> _Passage given_

============================================================

Hustle matters. Look, Mike Adams totally got blasted by Shonn Greene. It was one of those "runaway freight train" plays. I'm sure Adams will enjoy seeing it on film. But there was something about that play that I loved--Greg Toler hustled his butt off and stopped Greene from getting into the endzone. The Titans ended up settling for a field goal on the drive. Hustle matters, folks, even in meaningless games.

The AFC South sucks. The Colts went 6-0 in the division this year, beating up on the mighty Titans, Jaguars, and Texans. Only Houston managed a winning record at 9-7. Statistically, it wasn't the worst division in football thanks to the inept NFC South, where every team had a losing record. You'd be hard-pressed to find two teams more inept than Jacksonville and Tennessee, however.

Who you taking at No. 2, Tennessee? The Titans will have the second overall pick in the NFL Draft. Will they go after one of the high-profile quarterbacks? Will they trade the pick instead of being forced to select that knucklehead from Florida State? Intrigue, people. Intrigue.

Who Dey! Who Dey! Who Dey say gonna host dem Bengals?! Since the Bengals disappointed their fans on Sunday Night Football by letting the Pittsburgh Steelers win the AFC North, they get to come to Lucas Oil Stadium to play the Colts. Indy dominated the Bengals during a 27-0 win back in October when they were actually playing good football. The Bengals were without all-world wide receiver A.J. Green in that game--and the A.J. Green Watch is in full effect for Sunday after he suffered a concussion against the Steelers.

============================================================

> _Given information_
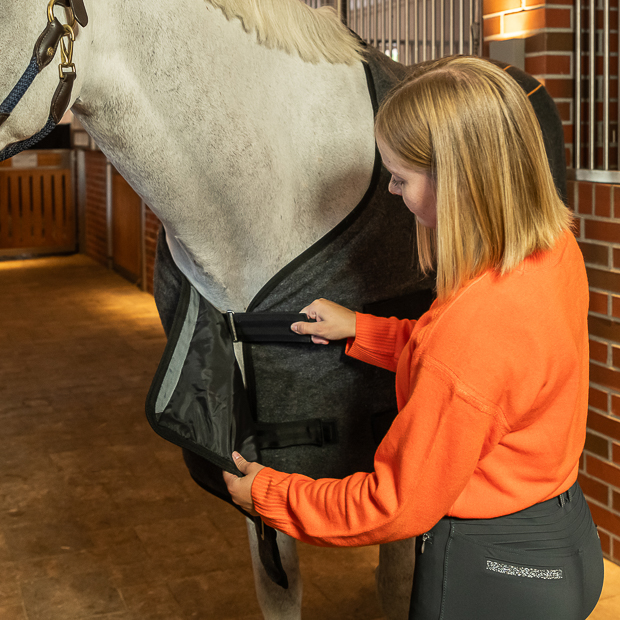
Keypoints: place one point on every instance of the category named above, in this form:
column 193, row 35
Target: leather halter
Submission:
column 45, row 48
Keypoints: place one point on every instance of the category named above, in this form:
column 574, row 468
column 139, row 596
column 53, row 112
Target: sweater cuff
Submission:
column 374, row 340
column 270, row 496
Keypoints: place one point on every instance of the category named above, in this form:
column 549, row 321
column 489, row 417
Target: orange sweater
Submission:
column 492, row 391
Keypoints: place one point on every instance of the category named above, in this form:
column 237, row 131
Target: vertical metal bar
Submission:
column 577, row 101
column 433, row 30
column 461, row 11
column 109, row 213
column 416, row 25
column 470, row 29
column 451, row 27
column 143, row 245
column 424, row 36
column 376, row 23
column 398, row 33
column 606, row 85
column 442, row 37
column 592, row 84
column 390, row 29
column 407, row 33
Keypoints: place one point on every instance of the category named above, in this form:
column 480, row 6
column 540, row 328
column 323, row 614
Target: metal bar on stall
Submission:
column 407, row 34
column 606, row 85
column 424, row 37
column 577, row 102
column 442, row 38
column 451, row 27
column 390, row 29
column 592, row 85
column 398, row 35
column 109, row 209
column 461, row 12
column 433, row 30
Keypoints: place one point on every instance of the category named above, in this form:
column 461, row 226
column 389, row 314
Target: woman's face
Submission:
column 415, row 185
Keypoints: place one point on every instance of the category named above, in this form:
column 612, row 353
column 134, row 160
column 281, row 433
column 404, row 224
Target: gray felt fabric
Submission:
column 368, row 264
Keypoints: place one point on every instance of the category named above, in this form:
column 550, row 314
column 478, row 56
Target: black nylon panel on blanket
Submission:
column 366, row 263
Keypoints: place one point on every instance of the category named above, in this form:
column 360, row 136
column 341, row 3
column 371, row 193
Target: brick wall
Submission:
column 597, row 207
column 96, row 236
column 549, row 56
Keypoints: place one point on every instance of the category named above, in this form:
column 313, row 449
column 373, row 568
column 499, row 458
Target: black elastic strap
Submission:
column 264, row 327
column 312, row 432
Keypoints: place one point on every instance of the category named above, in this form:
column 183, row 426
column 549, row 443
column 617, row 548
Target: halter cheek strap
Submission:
column 45, row 48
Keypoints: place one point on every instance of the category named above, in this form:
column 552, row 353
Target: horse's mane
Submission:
column 292, row 26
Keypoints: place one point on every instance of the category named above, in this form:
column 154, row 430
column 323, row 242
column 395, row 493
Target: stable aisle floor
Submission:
column 98, row 516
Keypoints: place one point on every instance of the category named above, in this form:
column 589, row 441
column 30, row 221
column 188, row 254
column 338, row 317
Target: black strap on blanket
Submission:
column 263, row 327
column 312, row 432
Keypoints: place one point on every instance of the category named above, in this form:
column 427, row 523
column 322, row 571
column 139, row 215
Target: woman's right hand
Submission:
column 333, row 322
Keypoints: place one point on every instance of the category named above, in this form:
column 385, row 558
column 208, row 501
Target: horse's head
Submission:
column 37, row 55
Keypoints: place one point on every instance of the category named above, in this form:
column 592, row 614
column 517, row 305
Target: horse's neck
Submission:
column 248, row 155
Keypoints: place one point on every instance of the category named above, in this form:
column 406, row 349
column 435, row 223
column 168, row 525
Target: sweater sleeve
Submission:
column 379, row 341
column 420, row 469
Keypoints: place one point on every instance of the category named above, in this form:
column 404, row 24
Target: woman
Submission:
column 492, row 382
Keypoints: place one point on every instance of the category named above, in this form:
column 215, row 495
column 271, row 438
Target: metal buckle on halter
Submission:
column 66, row 65
column 231, row 322
column 50, row 12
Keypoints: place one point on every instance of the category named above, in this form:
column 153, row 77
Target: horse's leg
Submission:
column 275, row 602
column 394, row 577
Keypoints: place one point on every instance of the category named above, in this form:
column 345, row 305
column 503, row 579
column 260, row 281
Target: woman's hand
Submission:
column 241, row 488
column 333, row 322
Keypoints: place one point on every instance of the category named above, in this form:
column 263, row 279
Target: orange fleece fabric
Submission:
column 492, row 390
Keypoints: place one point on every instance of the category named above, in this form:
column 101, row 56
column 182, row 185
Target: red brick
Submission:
column 598, row 351
column 605, row 542
column 548, row 65
column 525, row 21
column 594, row 253
column 603, row 231
column 500, row 6
column 602, row 200
column 603, row 471
column 605, row 280
column 598, row 399
column 607, row 377
column 606, row 519
column 584, row 198
column 604, row 424
column 598, row 304
column 559, row 88
column 596, row 444
column 564, row 109
column 594, row 489
column 491, row 27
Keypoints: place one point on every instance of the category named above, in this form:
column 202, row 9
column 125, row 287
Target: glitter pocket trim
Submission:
column 524, row 571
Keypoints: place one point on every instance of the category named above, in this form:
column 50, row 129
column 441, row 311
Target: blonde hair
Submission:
column 473, row 128
column 292, row 26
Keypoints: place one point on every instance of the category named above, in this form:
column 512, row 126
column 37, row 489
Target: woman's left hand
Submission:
column 241, row 488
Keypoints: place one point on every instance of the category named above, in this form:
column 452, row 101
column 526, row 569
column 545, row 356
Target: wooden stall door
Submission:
column 37, row 208
column 126, row 229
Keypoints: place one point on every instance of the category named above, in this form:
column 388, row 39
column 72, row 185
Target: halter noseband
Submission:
column 45, row 49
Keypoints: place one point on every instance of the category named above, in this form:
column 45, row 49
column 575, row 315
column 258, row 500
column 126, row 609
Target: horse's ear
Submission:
column 78, row 8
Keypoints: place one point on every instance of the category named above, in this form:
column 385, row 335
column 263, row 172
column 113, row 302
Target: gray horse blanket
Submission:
column 367, row 263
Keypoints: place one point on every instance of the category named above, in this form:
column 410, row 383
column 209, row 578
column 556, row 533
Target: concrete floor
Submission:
column 98, row 516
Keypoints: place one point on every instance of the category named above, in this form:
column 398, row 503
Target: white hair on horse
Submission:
column 294, row 27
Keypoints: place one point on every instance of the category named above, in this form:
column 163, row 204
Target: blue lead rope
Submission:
column 17, row 147
column 14, row 97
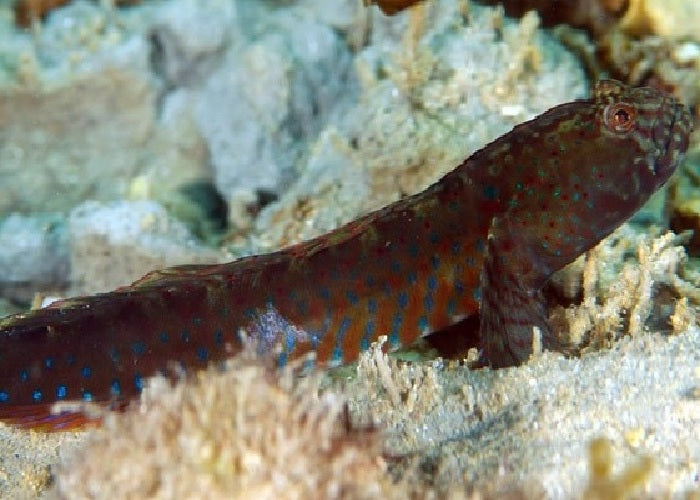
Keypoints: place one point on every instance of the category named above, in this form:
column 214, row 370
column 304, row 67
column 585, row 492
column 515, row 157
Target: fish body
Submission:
column 483, row 239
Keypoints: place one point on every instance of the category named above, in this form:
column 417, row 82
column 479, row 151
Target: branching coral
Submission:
column 618, row 301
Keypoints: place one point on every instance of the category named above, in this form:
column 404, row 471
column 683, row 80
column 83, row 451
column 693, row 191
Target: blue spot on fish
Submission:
column 115, row 388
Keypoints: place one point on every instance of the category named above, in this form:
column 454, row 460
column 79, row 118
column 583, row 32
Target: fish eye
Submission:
column 620, row 117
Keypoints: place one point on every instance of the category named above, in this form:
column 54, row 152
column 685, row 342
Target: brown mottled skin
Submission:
column 484, row 238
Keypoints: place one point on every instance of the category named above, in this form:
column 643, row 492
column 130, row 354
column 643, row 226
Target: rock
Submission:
column 115, row 244
column 34, row 255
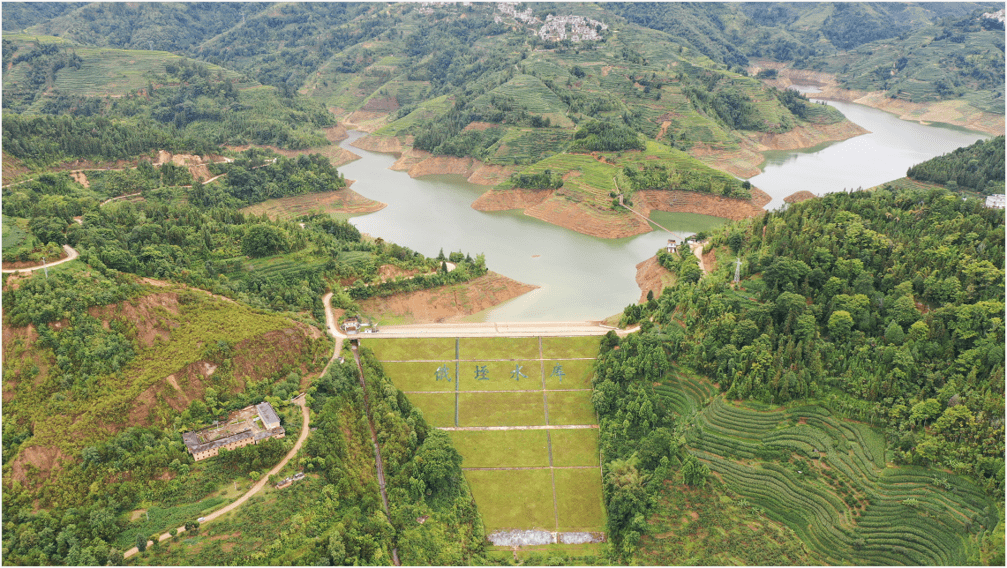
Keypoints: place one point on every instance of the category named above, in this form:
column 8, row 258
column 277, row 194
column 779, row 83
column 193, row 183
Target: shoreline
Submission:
column 955, row 112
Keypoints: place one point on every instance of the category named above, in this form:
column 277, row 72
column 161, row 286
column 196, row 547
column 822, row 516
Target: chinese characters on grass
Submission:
column 482, row 373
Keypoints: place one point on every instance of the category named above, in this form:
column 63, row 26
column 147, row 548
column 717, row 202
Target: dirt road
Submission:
column 70, row 255
column 299, row 401
column 374, row 440
column 333, row 329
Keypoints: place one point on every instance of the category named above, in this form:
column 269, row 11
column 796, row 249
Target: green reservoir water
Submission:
column 867, row 160
column 581, row 277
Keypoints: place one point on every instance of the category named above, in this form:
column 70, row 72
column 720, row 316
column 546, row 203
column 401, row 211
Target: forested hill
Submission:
column 884, row 307
column 534, row 77
column 979, row 167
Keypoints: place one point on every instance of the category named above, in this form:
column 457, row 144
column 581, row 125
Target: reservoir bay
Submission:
column 588, row 278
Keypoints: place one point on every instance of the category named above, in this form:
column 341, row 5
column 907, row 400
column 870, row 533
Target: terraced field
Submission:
column 827, row 478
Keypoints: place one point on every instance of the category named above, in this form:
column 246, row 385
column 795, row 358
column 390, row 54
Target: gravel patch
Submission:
column 581, row 538
column 516, row 538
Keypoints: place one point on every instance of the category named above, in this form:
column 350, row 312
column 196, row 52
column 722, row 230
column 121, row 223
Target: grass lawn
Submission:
column 575, row 447
column 499, row 376
column 510, row 448
column 498, row 347
column 570, row 347
column 434, row 348
column 500, row 409
column 571, row 408
column 576, row 374
column 420, row 376
column 437, row 408
column 515, row 500
column 578, row 500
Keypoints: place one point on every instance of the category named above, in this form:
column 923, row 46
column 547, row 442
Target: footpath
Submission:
column 305, row 430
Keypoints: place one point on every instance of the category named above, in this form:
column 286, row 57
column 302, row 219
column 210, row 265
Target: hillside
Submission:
column 849, row 387
column 921, row 53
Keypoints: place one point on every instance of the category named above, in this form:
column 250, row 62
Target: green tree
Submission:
column 264, row 240
column 438, row 463
column 694, row 473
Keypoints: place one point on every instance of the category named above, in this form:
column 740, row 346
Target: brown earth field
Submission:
column 652, row 277
column 419, row 162
column 336, row 156
column 344, row 200
column 32, row 264
column 548, row 205
column 802, row 195
column 446, row 303
column 152, row 318
column 365, row 121
column 703, row 203
column 745, row 161
column 958, row 113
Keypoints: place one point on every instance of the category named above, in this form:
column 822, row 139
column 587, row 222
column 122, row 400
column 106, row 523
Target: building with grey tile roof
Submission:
column 269, row 418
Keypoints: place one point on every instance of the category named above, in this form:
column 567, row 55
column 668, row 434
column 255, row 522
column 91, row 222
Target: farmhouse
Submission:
column 250, row 425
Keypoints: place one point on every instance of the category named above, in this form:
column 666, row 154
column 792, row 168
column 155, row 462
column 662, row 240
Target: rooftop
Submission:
column 267, row 413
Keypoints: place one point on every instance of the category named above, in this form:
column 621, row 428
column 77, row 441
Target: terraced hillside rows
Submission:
column 828, row 479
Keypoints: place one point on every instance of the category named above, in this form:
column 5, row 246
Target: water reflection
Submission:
column 882, row 155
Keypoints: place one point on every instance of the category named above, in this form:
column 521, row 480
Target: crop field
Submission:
column 341, row 204
column 827, row 478
column 106, row 71
column 519, row 411
column 529, row 94
column 528, row 145
column 686, row 222
column 425, row 111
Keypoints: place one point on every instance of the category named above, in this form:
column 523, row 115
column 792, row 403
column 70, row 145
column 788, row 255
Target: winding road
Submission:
column 496, row 329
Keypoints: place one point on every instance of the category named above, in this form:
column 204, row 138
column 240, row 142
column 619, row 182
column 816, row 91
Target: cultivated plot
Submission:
column 515, row 499
column 579, row 510
column 500, row 409
column 519, row 411
column 434, row 348
column 507, row 448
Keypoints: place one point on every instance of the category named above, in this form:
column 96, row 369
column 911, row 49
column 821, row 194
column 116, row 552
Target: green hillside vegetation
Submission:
column 979, row 167
column 161, row 103
column 960, row 58
column 915, row 51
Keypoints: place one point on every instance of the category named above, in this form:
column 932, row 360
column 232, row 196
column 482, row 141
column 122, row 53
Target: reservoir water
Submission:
column 865, row 161
column 584, row 278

============================================================

> _Given problem_
Please explain in one to three sentences why the football passage says the Bengals must come to Lucas Oil Stadium to play the Colts.

> _Full answer_
On Sunday Night Football, the Bengals let the Pittsburgh Steelers win the AFC North. Because of that, they have to come to Lucas Oil Stadium to play the Colts.